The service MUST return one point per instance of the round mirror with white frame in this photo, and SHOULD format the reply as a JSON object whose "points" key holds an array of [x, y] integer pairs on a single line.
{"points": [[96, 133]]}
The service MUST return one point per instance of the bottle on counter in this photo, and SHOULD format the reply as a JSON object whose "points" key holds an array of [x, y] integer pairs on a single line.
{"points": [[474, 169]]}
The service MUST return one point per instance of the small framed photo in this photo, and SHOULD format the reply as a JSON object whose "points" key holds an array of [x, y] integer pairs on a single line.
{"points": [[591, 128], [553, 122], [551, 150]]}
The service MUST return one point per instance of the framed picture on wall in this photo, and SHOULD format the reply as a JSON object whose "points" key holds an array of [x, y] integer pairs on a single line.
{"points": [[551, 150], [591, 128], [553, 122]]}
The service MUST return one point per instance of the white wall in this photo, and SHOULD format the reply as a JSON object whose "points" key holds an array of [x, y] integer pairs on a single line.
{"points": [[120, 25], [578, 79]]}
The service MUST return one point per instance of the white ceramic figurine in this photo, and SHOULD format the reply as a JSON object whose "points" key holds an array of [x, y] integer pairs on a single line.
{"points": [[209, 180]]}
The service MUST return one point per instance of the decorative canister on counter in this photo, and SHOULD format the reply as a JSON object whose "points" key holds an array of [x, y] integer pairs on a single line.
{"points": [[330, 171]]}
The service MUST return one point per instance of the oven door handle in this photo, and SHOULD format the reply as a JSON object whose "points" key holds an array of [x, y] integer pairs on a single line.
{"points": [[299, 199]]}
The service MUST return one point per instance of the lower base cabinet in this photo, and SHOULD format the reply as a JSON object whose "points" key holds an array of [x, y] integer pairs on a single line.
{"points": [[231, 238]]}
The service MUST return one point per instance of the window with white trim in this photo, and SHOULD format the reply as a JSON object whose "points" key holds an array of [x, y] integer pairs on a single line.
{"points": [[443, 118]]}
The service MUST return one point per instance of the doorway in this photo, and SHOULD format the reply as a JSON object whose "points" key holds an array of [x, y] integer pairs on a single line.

- _Requirement_: In the entries above, find the line containing "the white wall". Set down that line and every line after it through the last one, exactly and alone.

- _Full output_:
The service MUST return one point per instance of the white wall in this photo, and SHOULD format the reply as a JSON object whose "points" key holds an array of [x, y] integer pairs on a single line.
{"points": [[120, 25], [578, 79]]}
The service MUST return one point per instance of the white ceramic figurine in this photo, and SHOULD format the reply as a JSON object whose "points" key holds an array of [x, y] integer pairs on a single line.
{"points": [[209, 180]]}
The service MUST return one point per instance of the decorative canister on counter in this photo, and SHOULD format the reply as a JSON object whose "points" key holds an array of [x, y] integer pairs on a single line.
{"points": [[330, 171]]}
The service MUST return one point per instance of the oven door handle in this photo, and SHOULD format the reply as a JSON object whose "points" key holds an array of [x, y] integer pairs on a single line.
{"points": [[299, 199]]}
The service MUST return one point per instance of the lower base cabinet in this photo, and SHOULD format the reply as a JSON object whose "points" key holds an array of [x, y] integer pairs on a single line.
{"points": [[231, 238]]}
The service MUST return one point per instance of the window with white trim in this photo, and SHOULD format the reply as a JSON object whose "points" key holds an array of [x, y] integer pairs on a single line.
{"points": [[443, 118]]}
The service MUST return one point per instance of the doorway in this photo, and SHOULD format the reply as a JSON object whose "points" key holds an array of [x, y] integer pairs on a single line.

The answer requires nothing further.